Requirement ▸
Render the material again word for word, skipping the pictures in it.
======
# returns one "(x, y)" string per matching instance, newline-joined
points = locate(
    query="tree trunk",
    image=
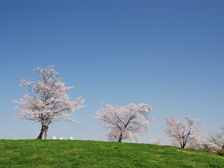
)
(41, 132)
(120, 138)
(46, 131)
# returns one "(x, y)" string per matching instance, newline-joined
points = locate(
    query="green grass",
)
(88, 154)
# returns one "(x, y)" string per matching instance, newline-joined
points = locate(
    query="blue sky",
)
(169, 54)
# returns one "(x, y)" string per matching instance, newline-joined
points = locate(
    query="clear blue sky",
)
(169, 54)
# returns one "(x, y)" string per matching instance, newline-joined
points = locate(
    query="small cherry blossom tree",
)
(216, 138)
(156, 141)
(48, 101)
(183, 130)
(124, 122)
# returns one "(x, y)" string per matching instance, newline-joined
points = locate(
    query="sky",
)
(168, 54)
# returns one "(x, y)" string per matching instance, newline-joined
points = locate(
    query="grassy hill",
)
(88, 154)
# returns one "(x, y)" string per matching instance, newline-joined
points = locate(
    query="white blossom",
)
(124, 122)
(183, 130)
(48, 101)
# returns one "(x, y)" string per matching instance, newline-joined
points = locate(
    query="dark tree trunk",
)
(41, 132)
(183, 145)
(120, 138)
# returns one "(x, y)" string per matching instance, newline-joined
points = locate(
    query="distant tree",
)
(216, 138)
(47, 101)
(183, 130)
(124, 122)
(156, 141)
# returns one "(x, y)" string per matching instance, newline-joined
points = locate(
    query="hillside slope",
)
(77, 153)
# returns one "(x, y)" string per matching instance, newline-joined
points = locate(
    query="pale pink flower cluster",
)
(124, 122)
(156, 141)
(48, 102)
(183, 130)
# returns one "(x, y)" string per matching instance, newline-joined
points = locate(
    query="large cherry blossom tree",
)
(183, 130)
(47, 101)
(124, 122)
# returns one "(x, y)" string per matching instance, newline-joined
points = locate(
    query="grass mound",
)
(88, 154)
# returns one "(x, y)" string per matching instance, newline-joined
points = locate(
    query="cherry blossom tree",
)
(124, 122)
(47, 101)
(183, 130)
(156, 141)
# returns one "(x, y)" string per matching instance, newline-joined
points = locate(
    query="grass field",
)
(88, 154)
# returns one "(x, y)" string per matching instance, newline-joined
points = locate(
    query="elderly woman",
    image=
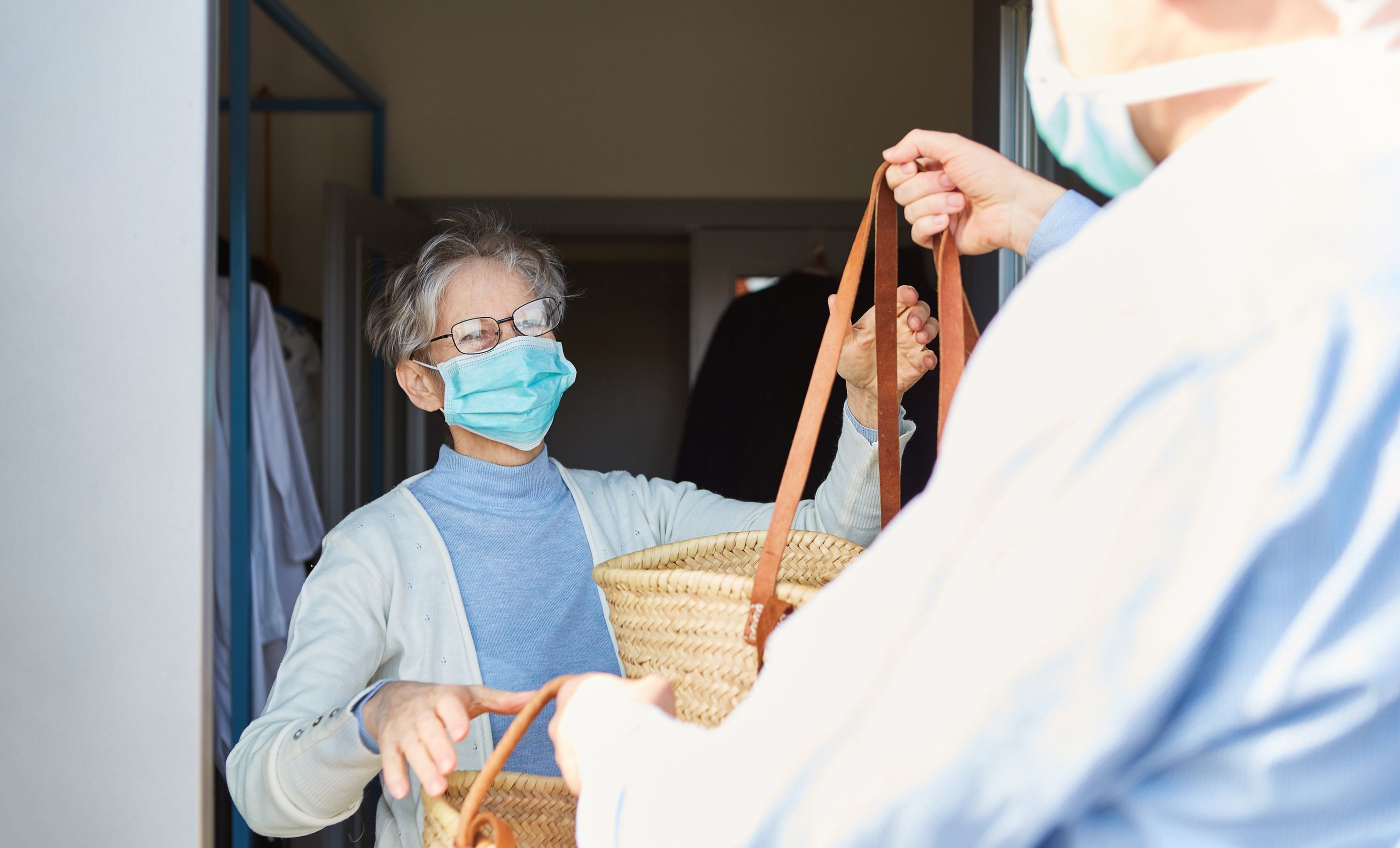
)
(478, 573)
======
Completed task ▸
# returns one "(x, y)" string per matching instance, newline-joined
points = locate(
    query="tree trunk",
    image=
)
(41, 132)
(120, 138)
(46, 131)
# returns one "(x, y)" string per matching instance, newline-joined
points = locate(
    query="green grass",
)
(88, 154)
# returns one "(x, y)" string per matching instance, newline-joined
points = locate(
    query="blue sky",
)
(169, 54)
# returns one "(x, y)" string per matching instance, newline-joined
points = locate(
    query="clear blue sky",
)
(169, 54)
# returns one "(x, y)" string per matching instance, newline-joined
points = locate(
    query="small cherry blossom tree",
)
(216, 138)
(156, 141)
(48, 101)
(183, 130)
(124, 122)
# returns one "(x, y)" string per matching instance, newline-joined
points = locate(
    query="sky",
)
(168, 54)
# returns one "(x, y)" string per matching instance, newline-joined
points = locate(
    query="grassy hill",
)
(88, 154)
# returns one "(x, y)" string per matching instance, newline-joined
points = locate(
    query="white blossom",
)
(124, 122)
(183, 130)
(48, 101)
# returns one "(x, y)" string per matching instance, newline-joined
points = locate(
    query="dark tree trunk",
)
(41, 132)
(183, 145)
(120, 138)
# returns one "(x, y)" string per matching instance, newline-joined
points = locate(
    query="distant tree",
)
(216, 138)
(47, 101)
(183, 130)
(124, 122)
(156, 141)
# returns one "(x, y)" string per matching instance, newline-joined
points = locate(
    query="hillside slope",
)
(77, 153)
# returns one "(x, y)" string per matching instance, newline-joined
points = locate(
    query="pale pink flower cluster",
)
(124, 122)
(156, 141)
(48, 102)
(183, 130)
# returns one "(x, y)" string per matching instance, newline-joined
points = locate(
    query="large cherry blossom tree",
)
(183, 130)
(47, 101)
(124, 122)
# returns one "(x, y)" string per matching instance, newline-joined
points = locate(
    query="grass mound",
)
(88, 154)
# returns one "(x, y)" string per matching instance, newline-joined
points = locate(
    query="cherry blossom tree",
)
(124, 122)
(47, 101)
(183, 130)
(156, 141)
# returns one "(x, y)" string per matching instance, newline-joined
points = locate(
    query="grass field",
)
(88, 154)
# returns one "(x, y)" string per matching instance, newline-joined
points = locate(
    query="elderly woman",
    image=
)
(478, 573)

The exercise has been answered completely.